Saved entries:
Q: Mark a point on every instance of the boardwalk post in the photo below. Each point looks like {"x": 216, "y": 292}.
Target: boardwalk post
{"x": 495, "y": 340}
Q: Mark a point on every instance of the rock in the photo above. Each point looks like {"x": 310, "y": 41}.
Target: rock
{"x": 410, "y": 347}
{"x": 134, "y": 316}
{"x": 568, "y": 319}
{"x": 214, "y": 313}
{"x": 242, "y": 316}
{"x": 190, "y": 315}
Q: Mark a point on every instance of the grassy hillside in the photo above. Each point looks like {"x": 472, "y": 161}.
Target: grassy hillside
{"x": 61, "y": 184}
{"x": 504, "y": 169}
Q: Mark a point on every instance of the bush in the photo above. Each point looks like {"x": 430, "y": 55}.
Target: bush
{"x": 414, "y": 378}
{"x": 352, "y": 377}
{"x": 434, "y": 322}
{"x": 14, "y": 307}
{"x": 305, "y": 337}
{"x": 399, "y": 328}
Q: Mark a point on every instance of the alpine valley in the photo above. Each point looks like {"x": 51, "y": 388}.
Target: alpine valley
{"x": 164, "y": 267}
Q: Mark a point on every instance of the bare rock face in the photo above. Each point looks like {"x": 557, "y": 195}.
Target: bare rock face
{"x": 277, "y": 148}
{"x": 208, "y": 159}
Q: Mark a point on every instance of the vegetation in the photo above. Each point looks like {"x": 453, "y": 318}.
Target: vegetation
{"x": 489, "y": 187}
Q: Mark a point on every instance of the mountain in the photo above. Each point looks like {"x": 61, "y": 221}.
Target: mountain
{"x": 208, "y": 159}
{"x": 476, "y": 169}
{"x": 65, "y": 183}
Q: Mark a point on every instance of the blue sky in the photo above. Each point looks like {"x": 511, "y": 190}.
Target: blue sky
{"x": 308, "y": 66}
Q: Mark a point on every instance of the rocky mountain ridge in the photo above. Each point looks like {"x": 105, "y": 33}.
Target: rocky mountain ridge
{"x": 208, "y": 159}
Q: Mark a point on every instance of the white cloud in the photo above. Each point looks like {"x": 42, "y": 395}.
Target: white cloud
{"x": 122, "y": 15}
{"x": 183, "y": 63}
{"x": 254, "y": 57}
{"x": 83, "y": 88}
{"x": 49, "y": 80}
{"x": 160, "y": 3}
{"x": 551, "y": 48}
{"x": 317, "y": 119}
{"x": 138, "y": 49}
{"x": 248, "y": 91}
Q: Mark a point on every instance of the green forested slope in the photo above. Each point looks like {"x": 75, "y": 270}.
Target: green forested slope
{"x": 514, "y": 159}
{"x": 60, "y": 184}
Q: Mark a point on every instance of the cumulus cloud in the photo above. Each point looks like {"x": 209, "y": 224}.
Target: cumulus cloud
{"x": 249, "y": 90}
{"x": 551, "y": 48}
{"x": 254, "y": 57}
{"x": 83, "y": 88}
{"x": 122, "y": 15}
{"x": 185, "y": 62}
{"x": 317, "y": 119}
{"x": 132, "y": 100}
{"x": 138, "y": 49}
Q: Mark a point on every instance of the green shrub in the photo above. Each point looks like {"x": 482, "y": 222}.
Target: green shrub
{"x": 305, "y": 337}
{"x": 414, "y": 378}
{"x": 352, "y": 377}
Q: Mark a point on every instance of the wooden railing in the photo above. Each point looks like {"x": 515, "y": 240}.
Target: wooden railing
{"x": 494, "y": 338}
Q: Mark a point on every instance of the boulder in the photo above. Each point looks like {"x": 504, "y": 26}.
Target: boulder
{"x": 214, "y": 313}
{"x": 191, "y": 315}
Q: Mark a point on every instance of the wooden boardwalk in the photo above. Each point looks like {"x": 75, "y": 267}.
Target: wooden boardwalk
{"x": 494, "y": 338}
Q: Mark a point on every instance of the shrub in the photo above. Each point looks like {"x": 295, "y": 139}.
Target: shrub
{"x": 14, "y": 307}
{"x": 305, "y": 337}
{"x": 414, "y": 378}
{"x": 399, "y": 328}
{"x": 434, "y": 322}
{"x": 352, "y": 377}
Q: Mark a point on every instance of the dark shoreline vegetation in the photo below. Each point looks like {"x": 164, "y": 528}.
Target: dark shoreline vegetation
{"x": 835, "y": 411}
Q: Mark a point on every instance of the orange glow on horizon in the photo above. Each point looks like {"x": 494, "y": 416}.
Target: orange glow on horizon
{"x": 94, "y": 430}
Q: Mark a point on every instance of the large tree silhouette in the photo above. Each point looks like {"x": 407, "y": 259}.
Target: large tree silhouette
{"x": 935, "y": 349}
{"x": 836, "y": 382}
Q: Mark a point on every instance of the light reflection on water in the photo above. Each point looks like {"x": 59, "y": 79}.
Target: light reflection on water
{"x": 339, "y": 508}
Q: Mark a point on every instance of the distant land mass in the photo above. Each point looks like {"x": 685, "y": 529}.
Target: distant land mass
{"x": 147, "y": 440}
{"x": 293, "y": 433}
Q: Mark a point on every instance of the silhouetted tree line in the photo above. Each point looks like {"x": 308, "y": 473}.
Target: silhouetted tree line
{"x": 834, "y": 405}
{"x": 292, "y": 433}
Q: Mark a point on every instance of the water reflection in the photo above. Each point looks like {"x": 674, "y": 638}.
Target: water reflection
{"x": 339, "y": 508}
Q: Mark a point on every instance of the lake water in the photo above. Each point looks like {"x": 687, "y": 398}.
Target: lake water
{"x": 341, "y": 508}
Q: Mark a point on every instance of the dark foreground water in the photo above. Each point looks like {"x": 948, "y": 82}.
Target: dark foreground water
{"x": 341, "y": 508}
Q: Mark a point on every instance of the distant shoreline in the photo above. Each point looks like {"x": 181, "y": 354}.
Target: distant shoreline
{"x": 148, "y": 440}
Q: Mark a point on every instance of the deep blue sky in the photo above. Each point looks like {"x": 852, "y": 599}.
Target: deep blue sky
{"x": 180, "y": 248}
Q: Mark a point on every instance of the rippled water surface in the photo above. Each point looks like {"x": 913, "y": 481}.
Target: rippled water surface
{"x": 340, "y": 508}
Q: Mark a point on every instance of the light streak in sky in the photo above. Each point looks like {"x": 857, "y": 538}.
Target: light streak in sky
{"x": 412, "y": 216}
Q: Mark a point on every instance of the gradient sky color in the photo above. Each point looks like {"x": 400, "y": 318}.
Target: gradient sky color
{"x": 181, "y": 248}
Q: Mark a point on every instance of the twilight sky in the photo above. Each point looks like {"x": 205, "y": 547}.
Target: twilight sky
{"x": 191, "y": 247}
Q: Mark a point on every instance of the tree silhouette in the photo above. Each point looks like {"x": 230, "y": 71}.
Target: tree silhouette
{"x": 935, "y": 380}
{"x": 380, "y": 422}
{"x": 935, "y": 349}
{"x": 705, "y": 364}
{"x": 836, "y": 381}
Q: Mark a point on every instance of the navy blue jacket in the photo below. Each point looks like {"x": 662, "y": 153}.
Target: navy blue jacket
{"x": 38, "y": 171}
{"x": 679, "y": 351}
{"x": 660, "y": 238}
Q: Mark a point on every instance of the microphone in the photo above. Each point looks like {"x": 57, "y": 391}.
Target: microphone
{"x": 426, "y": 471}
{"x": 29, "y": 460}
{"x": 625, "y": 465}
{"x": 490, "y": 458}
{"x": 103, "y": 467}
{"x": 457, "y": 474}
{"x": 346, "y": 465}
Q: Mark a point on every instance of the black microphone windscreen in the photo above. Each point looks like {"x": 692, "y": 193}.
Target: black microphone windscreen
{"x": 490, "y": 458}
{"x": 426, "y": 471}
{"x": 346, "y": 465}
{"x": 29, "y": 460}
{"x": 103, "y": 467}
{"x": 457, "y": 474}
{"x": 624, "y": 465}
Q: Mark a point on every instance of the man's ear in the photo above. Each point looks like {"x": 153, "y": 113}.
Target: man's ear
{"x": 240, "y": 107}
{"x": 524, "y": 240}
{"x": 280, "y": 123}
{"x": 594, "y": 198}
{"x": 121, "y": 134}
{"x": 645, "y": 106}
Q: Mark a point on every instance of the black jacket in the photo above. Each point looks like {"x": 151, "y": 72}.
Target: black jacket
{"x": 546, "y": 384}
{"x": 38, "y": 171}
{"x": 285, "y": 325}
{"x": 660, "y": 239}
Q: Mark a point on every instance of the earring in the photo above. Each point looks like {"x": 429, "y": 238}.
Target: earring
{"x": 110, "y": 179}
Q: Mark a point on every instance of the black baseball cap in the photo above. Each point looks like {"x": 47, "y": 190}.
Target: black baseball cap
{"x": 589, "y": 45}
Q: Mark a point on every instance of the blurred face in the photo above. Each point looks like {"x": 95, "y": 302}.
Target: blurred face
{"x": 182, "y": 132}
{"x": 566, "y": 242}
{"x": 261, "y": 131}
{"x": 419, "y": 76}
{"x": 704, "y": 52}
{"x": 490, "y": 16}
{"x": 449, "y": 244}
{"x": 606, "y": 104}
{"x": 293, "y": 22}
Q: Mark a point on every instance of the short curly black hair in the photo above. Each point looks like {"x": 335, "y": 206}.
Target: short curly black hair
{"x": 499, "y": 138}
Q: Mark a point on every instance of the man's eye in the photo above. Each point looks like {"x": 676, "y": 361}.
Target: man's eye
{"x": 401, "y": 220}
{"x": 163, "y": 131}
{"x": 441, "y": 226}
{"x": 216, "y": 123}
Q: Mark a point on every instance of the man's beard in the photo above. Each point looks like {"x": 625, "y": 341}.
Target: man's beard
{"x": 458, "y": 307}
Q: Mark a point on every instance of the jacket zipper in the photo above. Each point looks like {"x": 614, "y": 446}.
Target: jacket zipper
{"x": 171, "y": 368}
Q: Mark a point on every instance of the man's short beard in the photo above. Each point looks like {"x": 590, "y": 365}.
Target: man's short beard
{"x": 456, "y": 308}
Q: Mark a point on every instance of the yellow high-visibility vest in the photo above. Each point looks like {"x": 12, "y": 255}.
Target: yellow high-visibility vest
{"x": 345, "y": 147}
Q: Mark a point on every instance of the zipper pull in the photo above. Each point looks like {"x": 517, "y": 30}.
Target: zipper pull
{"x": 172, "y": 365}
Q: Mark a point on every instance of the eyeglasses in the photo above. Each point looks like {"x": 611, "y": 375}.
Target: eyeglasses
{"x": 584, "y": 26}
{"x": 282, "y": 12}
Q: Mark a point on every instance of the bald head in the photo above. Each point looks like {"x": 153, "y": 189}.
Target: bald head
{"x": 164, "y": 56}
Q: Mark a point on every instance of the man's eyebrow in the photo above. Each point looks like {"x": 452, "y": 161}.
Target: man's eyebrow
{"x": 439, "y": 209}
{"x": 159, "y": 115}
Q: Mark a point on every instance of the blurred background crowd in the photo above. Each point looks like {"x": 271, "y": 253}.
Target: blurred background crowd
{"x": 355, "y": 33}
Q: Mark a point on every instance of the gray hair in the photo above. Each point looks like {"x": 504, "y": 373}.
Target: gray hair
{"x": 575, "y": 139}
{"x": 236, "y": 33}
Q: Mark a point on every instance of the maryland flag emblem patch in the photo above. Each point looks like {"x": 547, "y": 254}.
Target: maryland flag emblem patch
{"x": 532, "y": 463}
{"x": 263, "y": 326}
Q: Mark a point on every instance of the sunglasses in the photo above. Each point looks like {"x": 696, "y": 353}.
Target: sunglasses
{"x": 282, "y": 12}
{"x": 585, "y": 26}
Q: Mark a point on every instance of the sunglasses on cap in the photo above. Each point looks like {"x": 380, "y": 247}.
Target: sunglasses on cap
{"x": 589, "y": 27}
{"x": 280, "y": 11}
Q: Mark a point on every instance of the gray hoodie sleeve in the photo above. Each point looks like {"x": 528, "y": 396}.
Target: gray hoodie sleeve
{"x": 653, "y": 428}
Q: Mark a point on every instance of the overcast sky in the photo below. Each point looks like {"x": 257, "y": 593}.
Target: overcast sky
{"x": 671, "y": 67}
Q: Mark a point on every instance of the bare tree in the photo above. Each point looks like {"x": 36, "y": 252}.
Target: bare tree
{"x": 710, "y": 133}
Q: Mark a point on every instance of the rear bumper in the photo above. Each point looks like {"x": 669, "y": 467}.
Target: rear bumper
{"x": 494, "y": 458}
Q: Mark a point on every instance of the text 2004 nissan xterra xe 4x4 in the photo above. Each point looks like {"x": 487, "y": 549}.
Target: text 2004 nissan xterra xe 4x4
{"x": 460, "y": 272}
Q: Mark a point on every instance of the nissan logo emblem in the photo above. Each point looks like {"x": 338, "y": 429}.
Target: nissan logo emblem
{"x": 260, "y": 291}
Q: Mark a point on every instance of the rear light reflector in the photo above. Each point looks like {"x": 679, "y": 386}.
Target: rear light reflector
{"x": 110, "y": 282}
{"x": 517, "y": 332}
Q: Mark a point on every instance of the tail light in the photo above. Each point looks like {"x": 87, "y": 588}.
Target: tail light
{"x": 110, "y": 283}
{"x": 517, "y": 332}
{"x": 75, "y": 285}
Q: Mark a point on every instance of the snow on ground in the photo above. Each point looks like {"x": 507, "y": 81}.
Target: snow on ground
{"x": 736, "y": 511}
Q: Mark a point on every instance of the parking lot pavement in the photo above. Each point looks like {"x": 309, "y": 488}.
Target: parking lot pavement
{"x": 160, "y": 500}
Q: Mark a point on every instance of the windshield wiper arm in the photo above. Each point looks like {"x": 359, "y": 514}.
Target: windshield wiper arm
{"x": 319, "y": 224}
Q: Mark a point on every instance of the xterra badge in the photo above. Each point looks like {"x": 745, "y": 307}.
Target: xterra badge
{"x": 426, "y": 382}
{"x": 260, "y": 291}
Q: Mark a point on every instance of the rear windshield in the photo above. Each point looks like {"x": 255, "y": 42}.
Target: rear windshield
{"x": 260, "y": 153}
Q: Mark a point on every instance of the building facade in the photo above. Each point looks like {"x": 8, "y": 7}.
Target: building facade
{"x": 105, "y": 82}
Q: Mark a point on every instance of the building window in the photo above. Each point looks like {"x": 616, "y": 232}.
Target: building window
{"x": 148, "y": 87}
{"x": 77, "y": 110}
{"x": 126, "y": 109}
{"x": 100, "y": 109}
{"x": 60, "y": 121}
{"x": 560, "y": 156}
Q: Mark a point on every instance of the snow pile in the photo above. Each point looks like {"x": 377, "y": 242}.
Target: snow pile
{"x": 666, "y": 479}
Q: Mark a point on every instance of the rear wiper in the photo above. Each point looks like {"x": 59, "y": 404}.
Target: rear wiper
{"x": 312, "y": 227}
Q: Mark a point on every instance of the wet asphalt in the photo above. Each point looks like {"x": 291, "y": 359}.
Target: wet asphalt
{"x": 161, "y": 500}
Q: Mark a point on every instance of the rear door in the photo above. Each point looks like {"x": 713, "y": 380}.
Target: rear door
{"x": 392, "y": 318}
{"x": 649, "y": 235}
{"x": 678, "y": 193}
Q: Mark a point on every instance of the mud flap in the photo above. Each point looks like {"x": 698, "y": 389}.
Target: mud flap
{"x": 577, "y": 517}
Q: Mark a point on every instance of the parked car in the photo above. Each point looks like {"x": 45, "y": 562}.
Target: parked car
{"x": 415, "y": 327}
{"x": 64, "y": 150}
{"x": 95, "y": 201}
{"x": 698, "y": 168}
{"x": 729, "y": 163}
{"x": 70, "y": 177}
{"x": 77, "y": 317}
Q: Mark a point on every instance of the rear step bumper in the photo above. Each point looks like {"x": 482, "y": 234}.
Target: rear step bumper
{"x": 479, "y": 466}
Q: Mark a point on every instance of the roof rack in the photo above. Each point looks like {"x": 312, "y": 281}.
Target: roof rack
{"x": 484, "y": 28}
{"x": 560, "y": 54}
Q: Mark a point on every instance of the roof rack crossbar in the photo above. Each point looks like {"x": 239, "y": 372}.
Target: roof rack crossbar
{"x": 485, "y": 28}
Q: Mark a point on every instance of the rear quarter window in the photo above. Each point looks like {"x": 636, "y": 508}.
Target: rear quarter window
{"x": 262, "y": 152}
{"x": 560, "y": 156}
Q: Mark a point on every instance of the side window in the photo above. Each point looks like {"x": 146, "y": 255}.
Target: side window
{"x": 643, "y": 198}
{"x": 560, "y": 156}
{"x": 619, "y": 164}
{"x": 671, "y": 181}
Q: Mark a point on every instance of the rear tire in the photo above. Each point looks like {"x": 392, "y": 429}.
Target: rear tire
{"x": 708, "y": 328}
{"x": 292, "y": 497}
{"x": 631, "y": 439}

* _WHAT TO DO_
Please copy the lines above from the line with "Q: Mark a point on every instance of the overcast" up to and including the line with "Q: Mark a point on every instance of the rear bumper", exactly as written and with nothing else.

* _OUTPUT BELOW_
Q: Mark a point on every instance of the overcast sky in the photo below. Each point looks like {"x": 257, "y": 593}.
Target: overcast sky
{"x": 671, "y": 67}
Q: Mark a point on every instance of the bare tree in the photo above. Each point looks like {"x": 36, "y": 252}.
Target: bare tree
{"x": 710, "y": 133}
Q: Mark a point on every instance of the rear bumper in the photo above. Each point looks like {"x": 669, "y": 467}.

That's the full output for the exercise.